TO DO:
Format the lines from the one containing "Keypoint placement: for each instance of the black metal" through the end of the rows as a Markdown table with the columns Number and Text, giving each line a number and omitting blank lines.

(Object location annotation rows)
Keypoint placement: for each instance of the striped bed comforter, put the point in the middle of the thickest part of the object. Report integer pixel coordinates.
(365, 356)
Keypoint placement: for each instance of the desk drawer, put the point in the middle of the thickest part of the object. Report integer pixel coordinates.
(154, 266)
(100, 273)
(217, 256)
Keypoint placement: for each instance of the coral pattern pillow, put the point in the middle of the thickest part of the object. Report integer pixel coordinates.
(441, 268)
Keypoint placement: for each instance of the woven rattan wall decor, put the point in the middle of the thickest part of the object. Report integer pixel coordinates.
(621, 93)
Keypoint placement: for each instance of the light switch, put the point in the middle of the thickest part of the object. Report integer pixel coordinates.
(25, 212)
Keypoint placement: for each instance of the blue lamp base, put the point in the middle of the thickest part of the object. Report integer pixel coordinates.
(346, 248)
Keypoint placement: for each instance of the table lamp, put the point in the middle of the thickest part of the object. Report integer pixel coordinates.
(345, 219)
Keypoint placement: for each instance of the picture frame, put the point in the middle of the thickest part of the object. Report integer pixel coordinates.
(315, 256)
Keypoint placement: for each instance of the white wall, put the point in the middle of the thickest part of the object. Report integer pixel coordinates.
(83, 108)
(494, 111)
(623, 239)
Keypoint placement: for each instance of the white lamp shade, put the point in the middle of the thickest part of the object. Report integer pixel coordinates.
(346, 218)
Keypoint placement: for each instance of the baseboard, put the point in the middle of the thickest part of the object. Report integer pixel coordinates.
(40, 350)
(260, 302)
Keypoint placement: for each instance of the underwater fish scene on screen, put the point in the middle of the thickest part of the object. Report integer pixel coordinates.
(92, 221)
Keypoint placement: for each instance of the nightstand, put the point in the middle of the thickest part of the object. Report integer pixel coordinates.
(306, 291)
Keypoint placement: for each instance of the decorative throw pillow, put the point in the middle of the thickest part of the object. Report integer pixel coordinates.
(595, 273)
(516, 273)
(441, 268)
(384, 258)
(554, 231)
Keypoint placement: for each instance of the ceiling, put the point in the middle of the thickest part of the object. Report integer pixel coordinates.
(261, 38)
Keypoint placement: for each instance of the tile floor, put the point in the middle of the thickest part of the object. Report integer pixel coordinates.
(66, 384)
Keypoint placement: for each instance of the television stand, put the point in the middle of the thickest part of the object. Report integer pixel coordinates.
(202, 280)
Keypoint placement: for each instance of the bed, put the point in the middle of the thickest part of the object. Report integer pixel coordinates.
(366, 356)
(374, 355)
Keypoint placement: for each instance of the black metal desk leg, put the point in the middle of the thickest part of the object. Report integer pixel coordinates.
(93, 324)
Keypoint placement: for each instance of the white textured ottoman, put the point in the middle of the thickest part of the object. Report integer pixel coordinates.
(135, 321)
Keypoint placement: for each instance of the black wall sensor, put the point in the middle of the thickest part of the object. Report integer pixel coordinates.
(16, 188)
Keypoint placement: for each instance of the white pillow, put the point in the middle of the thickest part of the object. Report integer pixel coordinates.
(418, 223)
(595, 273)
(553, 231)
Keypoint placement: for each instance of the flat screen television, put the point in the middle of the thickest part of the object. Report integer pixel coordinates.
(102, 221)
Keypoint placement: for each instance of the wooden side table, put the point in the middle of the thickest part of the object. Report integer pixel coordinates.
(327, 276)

EXERCISE ANSWER:
| Number | Text |
|---|---|
| 1 | Keypoint placement: for each instance of the black metal desk leg, put the point in the middle of the thickest part of the object. Report integer pixel coordinates. |
| 2 | (93, 324) |
| 3 | Keypoint placement: for each instance of the white textured ottoman, put the point in the middle of the thickest part of the object. Report integer pixel coordinates. |
| 4 | (135, 321) |
| 5 | Keypoint placement: for each instance of the black wall sensor, put the point in the middle of the thickest part of the object. Report integer pixel coordinates. |
| 6 | (16, 188) |
| 7 | Keypoint placement: for each instance of the white pillow, put the point in the middle of the thickest part of the object. Report integer pixel coordinates. |
| 8 | (418, 223) |
| 9 | (595, 273) |
| 10 | (553, 231) |
| 11 | Keypoint placement: for each instance of the flat screen television, put the point in the middle of the thickest part of the object. Report integer pixel coordinates. |
| 12 | (102, 221) |
| 13 | Keypoint placement: for each instance of the wooden side table, put the point in the middle of the thickest part of the object. Report integer pixel coordinates. |
| 14 | (327, 276) |